(Stored data)

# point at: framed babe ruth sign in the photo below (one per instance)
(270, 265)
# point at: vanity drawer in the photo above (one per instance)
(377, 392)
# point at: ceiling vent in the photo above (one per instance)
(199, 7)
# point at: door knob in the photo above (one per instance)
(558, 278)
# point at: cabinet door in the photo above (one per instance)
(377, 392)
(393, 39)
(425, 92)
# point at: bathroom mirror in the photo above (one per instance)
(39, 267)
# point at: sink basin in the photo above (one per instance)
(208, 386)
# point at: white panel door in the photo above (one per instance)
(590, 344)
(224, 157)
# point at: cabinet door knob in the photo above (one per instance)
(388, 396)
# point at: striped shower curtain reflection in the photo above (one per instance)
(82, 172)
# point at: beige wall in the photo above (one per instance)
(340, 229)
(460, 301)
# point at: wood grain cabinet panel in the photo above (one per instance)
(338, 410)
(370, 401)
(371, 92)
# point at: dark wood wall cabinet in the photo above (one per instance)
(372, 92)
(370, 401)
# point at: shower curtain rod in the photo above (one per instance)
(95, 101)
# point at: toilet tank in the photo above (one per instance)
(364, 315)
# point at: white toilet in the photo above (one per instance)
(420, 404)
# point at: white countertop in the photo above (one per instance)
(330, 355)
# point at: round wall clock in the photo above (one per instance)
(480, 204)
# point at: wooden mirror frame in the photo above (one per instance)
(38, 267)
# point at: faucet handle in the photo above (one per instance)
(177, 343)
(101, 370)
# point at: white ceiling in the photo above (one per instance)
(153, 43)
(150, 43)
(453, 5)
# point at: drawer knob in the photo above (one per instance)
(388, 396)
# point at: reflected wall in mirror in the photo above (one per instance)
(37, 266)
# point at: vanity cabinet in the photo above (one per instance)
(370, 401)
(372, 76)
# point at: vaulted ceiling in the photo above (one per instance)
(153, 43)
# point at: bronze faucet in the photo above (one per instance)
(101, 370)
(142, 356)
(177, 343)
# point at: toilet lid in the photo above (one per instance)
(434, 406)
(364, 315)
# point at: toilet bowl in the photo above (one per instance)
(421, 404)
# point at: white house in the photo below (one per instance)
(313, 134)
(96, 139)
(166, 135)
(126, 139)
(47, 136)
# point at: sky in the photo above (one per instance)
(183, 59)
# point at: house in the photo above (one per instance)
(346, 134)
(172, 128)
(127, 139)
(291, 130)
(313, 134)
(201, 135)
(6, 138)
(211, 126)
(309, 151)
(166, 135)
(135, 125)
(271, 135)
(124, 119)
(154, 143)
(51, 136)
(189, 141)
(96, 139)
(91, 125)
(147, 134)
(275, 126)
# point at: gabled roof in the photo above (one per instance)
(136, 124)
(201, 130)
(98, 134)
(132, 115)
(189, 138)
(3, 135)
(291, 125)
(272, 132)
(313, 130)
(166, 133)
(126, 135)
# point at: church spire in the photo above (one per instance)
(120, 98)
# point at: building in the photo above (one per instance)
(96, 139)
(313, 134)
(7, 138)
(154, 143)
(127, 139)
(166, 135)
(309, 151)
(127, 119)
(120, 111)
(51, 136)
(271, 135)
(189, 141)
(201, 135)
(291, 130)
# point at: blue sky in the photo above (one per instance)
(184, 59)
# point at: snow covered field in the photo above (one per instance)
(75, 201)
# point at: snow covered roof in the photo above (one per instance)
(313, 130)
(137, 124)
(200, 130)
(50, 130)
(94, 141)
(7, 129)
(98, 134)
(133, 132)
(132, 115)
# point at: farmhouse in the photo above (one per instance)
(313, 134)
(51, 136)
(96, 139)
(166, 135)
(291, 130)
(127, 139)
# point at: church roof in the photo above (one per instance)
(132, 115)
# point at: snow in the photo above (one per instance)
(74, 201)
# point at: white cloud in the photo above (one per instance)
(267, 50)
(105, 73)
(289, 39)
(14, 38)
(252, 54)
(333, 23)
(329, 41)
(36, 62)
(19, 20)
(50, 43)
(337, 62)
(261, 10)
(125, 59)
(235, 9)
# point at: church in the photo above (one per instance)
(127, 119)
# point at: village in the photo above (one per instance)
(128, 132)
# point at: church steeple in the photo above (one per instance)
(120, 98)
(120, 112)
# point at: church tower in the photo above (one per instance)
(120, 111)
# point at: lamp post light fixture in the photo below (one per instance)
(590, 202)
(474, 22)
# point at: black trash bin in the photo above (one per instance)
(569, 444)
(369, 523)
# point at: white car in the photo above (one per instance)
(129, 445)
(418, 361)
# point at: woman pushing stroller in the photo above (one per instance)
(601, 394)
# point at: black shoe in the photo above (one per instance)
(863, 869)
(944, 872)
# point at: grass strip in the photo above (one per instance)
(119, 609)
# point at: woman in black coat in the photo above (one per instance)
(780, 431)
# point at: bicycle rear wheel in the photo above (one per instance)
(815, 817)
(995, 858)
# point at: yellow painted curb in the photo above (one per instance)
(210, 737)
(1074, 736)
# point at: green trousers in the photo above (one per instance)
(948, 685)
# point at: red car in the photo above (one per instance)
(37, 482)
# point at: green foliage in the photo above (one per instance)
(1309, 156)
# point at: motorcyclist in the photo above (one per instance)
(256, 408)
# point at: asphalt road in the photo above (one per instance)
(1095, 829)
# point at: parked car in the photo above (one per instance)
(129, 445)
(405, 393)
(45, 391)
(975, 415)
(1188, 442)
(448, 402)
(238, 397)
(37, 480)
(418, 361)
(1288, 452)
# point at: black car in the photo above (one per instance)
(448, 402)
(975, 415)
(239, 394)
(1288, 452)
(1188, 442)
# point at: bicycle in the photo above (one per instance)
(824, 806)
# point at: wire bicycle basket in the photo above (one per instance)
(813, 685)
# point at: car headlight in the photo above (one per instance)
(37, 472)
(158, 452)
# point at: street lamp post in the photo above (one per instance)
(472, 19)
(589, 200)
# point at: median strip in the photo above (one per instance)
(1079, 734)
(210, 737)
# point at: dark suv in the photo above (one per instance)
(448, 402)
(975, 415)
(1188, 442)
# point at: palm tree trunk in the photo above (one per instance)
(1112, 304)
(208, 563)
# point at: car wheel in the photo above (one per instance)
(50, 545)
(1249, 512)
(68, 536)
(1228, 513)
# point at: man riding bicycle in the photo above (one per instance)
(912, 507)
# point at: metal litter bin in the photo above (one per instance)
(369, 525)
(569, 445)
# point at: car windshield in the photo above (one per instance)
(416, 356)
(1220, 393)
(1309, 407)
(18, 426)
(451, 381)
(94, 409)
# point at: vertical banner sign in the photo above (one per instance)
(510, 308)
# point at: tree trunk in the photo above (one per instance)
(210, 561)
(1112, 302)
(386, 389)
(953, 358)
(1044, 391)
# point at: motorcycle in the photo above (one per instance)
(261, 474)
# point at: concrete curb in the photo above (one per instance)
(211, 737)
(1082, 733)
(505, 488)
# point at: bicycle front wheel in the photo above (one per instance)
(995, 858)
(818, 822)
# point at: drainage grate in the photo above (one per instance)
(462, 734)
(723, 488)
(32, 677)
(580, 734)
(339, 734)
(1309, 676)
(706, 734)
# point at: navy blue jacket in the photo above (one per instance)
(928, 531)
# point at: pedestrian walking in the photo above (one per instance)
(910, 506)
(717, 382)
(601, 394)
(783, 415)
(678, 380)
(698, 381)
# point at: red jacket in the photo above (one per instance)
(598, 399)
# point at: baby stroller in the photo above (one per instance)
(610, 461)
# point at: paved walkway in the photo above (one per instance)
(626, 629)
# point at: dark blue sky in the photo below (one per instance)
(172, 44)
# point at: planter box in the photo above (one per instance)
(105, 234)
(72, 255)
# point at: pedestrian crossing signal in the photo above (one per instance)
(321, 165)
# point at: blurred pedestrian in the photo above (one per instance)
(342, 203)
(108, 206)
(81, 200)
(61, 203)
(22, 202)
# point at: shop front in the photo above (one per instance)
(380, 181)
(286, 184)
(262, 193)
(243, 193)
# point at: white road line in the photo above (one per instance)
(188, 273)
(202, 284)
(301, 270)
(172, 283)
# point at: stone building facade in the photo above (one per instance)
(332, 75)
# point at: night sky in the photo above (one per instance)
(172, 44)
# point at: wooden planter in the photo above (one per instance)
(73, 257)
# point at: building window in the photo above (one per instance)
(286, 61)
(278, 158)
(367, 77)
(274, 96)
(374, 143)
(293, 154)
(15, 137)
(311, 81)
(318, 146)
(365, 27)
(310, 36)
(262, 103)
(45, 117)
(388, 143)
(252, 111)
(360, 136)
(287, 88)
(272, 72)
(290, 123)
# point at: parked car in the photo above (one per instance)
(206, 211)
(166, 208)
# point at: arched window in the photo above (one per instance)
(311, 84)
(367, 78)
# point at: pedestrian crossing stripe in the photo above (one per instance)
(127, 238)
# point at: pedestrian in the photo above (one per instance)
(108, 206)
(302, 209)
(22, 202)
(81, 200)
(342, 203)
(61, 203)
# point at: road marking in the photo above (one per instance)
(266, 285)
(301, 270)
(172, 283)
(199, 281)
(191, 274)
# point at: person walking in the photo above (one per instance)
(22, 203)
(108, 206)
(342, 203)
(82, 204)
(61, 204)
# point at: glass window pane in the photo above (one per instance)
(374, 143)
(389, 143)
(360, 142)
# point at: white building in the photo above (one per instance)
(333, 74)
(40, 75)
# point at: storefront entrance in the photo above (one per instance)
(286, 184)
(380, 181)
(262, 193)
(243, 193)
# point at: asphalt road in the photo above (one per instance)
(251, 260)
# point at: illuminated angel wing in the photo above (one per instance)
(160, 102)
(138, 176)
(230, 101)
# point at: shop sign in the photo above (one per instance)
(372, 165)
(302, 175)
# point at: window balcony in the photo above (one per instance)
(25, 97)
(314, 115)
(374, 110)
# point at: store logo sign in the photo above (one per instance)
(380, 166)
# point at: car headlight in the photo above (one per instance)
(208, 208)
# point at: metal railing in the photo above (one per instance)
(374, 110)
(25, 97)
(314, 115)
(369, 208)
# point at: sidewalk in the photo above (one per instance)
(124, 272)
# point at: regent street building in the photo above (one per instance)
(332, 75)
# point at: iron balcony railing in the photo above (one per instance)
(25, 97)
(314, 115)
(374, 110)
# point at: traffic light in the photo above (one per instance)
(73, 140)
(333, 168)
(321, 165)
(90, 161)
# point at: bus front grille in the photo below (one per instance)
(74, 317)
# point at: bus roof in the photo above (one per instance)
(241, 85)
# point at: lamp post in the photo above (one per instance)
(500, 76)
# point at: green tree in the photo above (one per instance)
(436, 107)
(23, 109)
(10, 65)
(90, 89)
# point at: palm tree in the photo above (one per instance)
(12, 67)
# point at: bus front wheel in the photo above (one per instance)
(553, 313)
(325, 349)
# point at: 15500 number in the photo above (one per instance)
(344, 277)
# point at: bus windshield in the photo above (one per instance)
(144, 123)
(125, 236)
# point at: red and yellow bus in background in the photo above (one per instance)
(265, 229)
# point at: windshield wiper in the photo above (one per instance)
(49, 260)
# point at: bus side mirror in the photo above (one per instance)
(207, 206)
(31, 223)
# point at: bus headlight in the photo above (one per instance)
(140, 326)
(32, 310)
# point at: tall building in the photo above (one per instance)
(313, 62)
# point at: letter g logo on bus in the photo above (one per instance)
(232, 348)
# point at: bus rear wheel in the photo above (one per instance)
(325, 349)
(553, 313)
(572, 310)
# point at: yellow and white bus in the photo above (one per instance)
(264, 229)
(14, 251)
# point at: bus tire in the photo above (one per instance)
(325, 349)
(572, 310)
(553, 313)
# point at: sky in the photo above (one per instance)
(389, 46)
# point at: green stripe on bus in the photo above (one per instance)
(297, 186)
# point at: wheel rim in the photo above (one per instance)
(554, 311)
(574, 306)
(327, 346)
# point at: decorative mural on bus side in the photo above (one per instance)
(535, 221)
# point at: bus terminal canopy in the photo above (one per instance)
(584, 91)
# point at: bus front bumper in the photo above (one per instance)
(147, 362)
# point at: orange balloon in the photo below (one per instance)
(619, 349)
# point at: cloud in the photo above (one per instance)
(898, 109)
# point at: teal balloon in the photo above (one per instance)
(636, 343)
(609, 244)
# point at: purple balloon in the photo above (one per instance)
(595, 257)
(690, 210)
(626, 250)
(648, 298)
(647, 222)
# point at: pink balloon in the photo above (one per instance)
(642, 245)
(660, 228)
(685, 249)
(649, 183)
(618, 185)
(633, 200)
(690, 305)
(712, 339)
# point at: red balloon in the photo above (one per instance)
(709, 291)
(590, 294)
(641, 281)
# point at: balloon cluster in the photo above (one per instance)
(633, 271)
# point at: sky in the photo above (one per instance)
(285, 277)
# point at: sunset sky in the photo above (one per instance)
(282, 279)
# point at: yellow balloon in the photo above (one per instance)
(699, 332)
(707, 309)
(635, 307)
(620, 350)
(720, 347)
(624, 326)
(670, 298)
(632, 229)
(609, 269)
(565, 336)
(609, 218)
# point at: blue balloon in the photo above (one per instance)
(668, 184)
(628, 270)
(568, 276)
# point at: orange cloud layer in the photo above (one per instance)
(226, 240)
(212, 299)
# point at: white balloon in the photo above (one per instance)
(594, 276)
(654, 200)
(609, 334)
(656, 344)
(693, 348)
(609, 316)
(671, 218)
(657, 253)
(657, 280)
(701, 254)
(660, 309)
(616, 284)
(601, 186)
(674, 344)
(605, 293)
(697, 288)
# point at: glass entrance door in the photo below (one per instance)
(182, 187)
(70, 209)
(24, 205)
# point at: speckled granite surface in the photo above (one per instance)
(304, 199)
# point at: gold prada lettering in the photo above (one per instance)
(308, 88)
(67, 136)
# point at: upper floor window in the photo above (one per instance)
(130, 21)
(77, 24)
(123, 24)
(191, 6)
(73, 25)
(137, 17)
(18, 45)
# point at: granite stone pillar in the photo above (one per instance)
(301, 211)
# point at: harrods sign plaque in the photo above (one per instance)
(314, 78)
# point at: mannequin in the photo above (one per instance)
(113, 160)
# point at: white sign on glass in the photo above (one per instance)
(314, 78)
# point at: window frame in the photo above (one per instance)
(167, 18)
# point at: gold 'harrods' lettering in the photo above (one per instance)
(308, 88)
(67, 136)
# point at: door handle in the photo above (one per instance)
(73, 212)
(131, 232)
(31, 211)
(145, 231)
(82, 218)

Problem to solve:
In the records above, return precisely the line containing "# point at: blue balloon" and each line that comes after it, up to the final one.

Answer to the exercise:
# point at: blue balloon in the photo above (one per instance)
(668, 184)
(628, 270)
(568, 276)
# point at: orange cloud layer in the photo above (one per instance)
(226, 240)
(212, 299)
# point at: white balloon in the photo above (one per instance)
(594, 276)
(654, 200)
(609, 334)
(656, 344)
(693, 348)
(609, 316)
(671, 218)
(657, 253)
(657, 280)
(701, 254)
(660, 309)
(616, 284)
(601, 186)
(674, 344)
(605, 293)
(697, 288)
# point at: glass entrance door in the photo below (one per instance)
(182, 187)
(70, 209)
(24, 205)
# point at: speckled granite surface in the photo above (one per instance)
(304, 199)
# point at: gold prada lettering in the photo above (one per instance)
(308, 88)
(67, 136)
# point at: upper floor window in the photo above (one per instance)
(130, 21)
(77, 24)
(123, 24)
(191, 6)
(73, 25)
(137, 17)
(18, 45)
# point at: granite stone pillar in the photo above (one per instance)
(301, 211)
# point at: harrods sign plaque in the photo above (one per instance)
(314, 78)
# point at: mannequin in the photo above (one per instance)
(113, 160)
# point at: white sign on glass in the photo above (one per instance)
(314, 78)
# point at: window frame in the photo above (one per instance)
(167, 18)
# point at: gold 'harrods' lettering in the photo above (one per instance)
(308, 88)
(67, 136)
# point at: door handle in the photo above (one per instance)
(73, 212)
(131, 232)
(31, 211)
(145, 231)
(82, 218)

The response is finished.